Using the records below, quote only the span that opens with the line containing "box: [111, 56, 133, 76]" and closes with the line containing "positive clicks: (22, 107)", exactly and inclusively.

Records drawn from a dataset
__________________________________________________

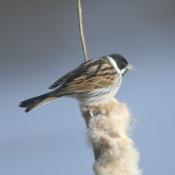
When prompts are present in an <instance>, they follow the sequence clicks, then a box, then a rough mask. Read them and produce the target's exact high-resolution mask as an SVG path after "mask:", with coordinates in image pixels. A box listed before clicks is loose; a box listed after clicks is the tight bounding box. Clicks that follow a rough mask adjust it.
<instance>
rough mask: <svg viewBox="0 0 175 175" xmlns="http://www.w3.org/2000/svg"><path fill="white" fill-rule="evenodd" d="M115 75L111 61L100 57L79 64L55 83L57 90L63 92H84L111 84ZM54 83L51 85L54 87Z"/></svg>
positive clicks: (70, 92) (91, 90) (108, 85)
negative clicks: (98, 57)
mask: <svg viewBox="0 0 175 175" xmlns="http://www.w3.org/2000/svg"><path fill="white" fill-rule="evenodd" d="M117 75H118V73H117V71H116V69H115V68H114V67H113V66H112V65H111V63H110V62H109V61H108V60H107V59H103V58H102V59H98V60H93V61H89V62H86V63H83V64H81V65H80V66H79V67H78V68H76V69H75V70H73V71H72V72H70V73H68V74H66V75H65V76H63V77H62V78H61V79H59V80H58V81H57V83H56V84H57V86H58V90H59V91H61V92H63V93H77V92H86V91H92V90H94V89H99V88H104V87H107V86H110V85H112V84H113V83H114V80H115V79H116V77H117ZM118 76H119V75H118ZM58 82H59V83H58ZM60 82H62V84H60ZM56 84H55V83H54V84H53V85H52V86H51V87H55V86H56ZM58 84H59V85H58Z"/></svg>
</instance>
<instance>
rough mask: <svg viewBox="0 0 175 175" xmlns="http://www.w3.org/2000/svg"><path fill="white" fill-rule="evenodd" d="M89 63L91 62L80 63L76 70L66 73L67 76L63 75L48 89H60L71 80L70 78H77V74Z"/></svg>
mask: <svg viewBox="0 0 175 175" xmlns="http://www.w3.org/2000/svg"><path fill="white" fill-rule="evenodd" d="M90 62H92V60H89V61H88V62H85V63H82V64H81V65H80V66H79V67H77V68H76V69H74V70H72V71H70V72H68V73H67V74H65V75H64V76H62V77H61V78H59V79H58V80H57V81H55V82H54V83H53V84H52V85H51V86H49V89H55V88H58V87H61V86H62V85H63V84H65V83H66V82H67V81H70V80H71V79H72V77H75V76H76V77H77V76H78V73H79V72H83V71H84V70H85V69H86V66H85V65H87V64H89V63H90Z"/></svg>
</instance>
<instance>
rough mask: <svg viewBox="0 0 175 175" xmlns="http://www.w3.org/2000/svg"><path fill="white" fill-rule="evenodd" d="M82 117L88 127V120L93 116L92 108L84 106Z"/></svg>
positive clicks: (88, 124)
mask: <svg viewBox="0 0 175 175" xmlns="http://www.w3.org/2000/svg"><path fill="white" fill-rule="evenodd" d="M82 113H83V118H84V120H85V122H86V126H87V128H89V120H90V118H91V117H93V116H94V114H93V111H92V109H90V107H89V106H85V108H84V109H83V110H82Z"/></svg>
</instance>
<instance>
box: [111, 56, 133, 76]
mask: <svg viewBox="0 0 175 175" xmlns="http://www.w3.org/2000/svg"><path fill="white" fill-rule="evenodd" d="M109 56H110V57H111V58H112V59H113V60H114V61H115V62H116V64H117V66H118V68H119V69H120V71H121V73H122V75H124V74H125V73H126V72H127V71H128V70H131V69H132V68H133V66H132V65H131V64H129V63H128V61H127V60H126V58H125V57H123V56H122V55H120V54H111V55H109Z"/></svg>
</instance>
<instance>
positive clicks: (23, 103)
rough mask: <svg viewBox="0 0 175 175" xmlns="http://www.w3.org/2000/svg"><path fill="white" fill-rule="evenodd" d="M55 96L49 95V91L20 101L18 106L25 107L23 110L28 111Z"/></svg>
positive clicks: (22, 107) (26, 111) (43, 103)
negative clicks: (39, 94)
mask: <svg viewBox="0 0 175 175" xmlns="http://www.w3.org/2000/svg"><path fill="white" fill-rule="evenodd" d="M56 98H57V97H54V96H51V93H46V94H43V95H40V96H37V97H34V98H30V99H28V100H25V101H22V102H21V103H20V104H19V106H20V107H22V108H25V112H29V111H31V110H33V109H34V108H36V107H39V106H40V105H43V104H46V103H47V102H49V101H51V100H54V99H56Z"/></svg>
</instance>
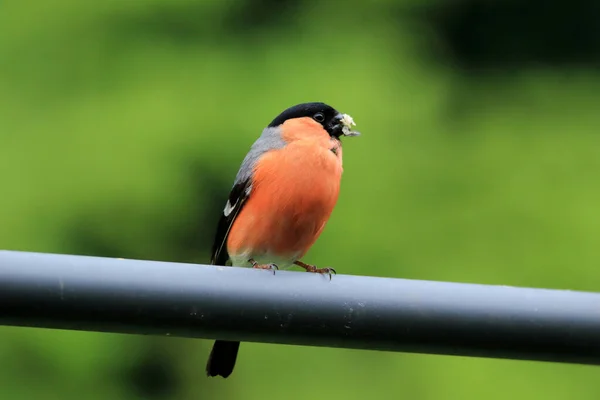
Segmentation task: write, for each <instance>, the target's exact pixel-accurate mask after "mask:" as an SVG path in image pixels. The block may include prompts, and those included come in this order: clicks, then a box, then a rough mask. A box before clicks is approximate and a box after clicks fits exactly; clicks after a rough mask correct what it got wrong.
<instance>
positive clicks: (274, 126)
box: [269, 103, 359, 138]
mask: <svg viewBox="0 0 600 400" xmlns="http://www.w3.org/2000/svg"><path fill="white" fill-rule="evenodd" d="M293 118H312V119H313V120H315V121H316V122H318V123H319V124H321V125H322V126H323V128H325V130H326V131H327V133H329V135H331V136H334V137H336V138H339V137H340V136H357V135H358V134H359V133H358V132H356V131H352V130H351V127H350V126H351V125H354V122H353V121H352V118H351V117H350V116H349V115H347V114H342V113H341V112H339V111H337V110H336V109H335V108H333V107H331V106H329V105H327V104H325V103H302V104H298V105H295V106H293V107H290V108H288V109H287V110H285V111H283V112H282V113H281V114H279V115H278V116H277V118H275V119H274V120H273V121H272V122H271V123H270V124H269V127H271V128H272V127H276V126H279V125H281V124H283V123H284V122H285V121H287V120H288V119H293Z"/></svg>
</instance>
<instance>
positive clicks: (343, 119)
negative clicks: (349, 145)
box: [340, 114, 360, 136]
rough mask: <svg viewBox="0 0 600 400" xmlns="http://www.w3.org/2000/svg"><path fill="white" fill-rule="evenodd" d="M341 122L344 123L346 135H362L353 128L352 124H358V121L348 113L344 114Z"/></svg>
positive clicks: (357, 135)
mask: <svg viewBox="0 0 600 400" xmlns="http://www.w3.org/2000/svg"><path fill="white" fill-rule="evenodd" d="M340 122H341V123H342V125H344V126H343V127H342V133H343V134H344V136H358V135H360V133H358V132H356V131H353V130H352V126H353V125H356V123H355V122H354V119H353V118H352V117H351V116H349V115H348V114H342V119H341V121H340Z"/></svg>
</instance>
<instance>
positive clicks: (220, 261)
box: [210, 178, 252, 265]
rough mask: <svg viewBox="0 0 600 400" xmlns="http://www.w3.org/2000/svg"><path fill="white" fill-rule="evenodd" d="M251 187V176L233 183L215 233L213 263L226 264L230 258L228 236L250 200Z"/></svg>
mask: <svg viewBox="0 0 600 400" xmlns="http://www.w3.org/2000/svg"><path fill="white" fill-rule="evenodd" d="M251 189H252V182H251V180H250V178H248V179H246V180H244V181H242V182H238V183H236V184H235V185H233V188H232V189H231V192H230V193H229V199H228V200H227V205H226V206H225V209H224V210H223V214H221V219H220V220H219V224H218V225H217V233H216V235H215V241H214V243H213V248H212V256H211V259H210V263H211V264H214V265H226V263H227V261H228V260H229V253H227V245H226V242H227V236H228V235H229V230H230V229H231V225H233V221H235V218H236V217H237V215H238V214H239V212H240V210H241V209H242V207H243V206H244V203H245V202H246V200H248V196H249V195H250V190H251Z"/></svg>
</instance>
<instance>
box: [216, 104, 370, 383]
mask: <svg viewBox="0 0 600 400" xmlns="http://www.w3.org/2000/svg"><path fill="white" fill-rule="evenodd" d="M352 125H355V124H354V121H353V120H352V117H350V116H349V115H347V114H342V113H340V112H338V111H337V110H335V109H334V108H332V107H330V106H328V105H327V104H324V103H304V104H299V105H296V106H293V107H290V108H288V109H287V110H285V111H283V112H282V113H281V114H279V116H278V117H277V118H275V119H274V120H273V121H272V122H271V123H270V124H269V126H267V127H266V128H265V129H264V130H263V132H262V134H261V135H260V137H259V138H258V139H257V140H256V142H254V144H253V145H252V147H251V148H250V151H249V152H248V154H247V155H246V158H244V161H243V162H242V165H241V167H240V169H239V171H238V173H237V176H236V178H235V182H234V185H233V188H232V189H231V193H230V194H229V199H228V200H227V204H226V205H225V209H224V210H223V215H222V216H221V219H220V221H219V223H218V227H217V232H216V237H215V241H214V244H213V248H212V258H211V264H214V265H233V266H247V267H250V266H252V267H253V268H260V269H269V270H273V272H275V270H276V269H278V268H279V267H282V268H283V267H290V266H292V265H297V266H299V267H302V268H304V269H305V270H306V271H308V272H316V273H320V274H328V275H329V278H330V279H331V273H335V270H334V269H333V268H317V267H316V266H314V265H310V264H305V263H304V262H302V261H300V259H301V258H302V257H303V256H304V254H306V252H307V251H308V250H309V249H310V247H311V246H312V245H313V244H314V243H315V241H316V240H317V238H318V237H319V235H320V234H321V232H322V231H323V228H324V227H325V224H326V223H327V220H328V219H329V216H330V215H331V212H332V211H333V208H334V207H335V204H336V202H337V198H338V193H339V190H340V179H341V177H342V143H341V142H340V137H342V136H357V135H359V133H358V132H356V131H353V130H352V129H351V128H352ZM239 346H240V343H239V342H232V341H225V340H217V341H216V342H215V344H214V346H213V349H212V351H211V353H210V356H209V358H208V363H207V365H206V373H207V375H208V376H217V375H220V376H222V377H224V378H227V377H228V376H229V375H230V374H231V372H232V371H233V368H234V366H235V361H236V358H237V353H238V349H239Z"/></svg>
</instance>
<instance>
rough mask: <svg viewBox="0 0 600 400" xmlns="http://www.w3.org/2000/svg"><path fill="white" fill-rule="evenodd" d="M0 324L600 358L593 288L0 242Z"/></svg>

__________________________________________________

Task response -
box: [111, 56, 133, 76]
mask: <svg viewBox="0 0 175 175" xmlns="http://www.w3.org/2000/svg"><path fill="white" fill-rule="evenodd" d="M109 56H110V57H111V58H112V59H113V60H114V61H115V62H116V64H117V66H118V68H119V69H120V71H121V73H122V75H124V74H125V73H126V72H127V71H128V70H131V69H132V68H133V66H132V65H131V64H129V63H128V61H127V60H126V58H125V57H123V56H122V55H120V54H111V55H109Z"/></svg>
</instance>
<instance>
positive clicks: (23, 103)
rough mask: <svg viewBox="0 0 175 175" xmlns="http://www.w3.org/2000/svg"><path fill="white" fill-rule="evenodd" d="M55 96L49 95V91L20 101L18 106L25 107L23 110L28 111Z"/></svg>
positive clicks: (22, 107) (26, 111) (43, 103)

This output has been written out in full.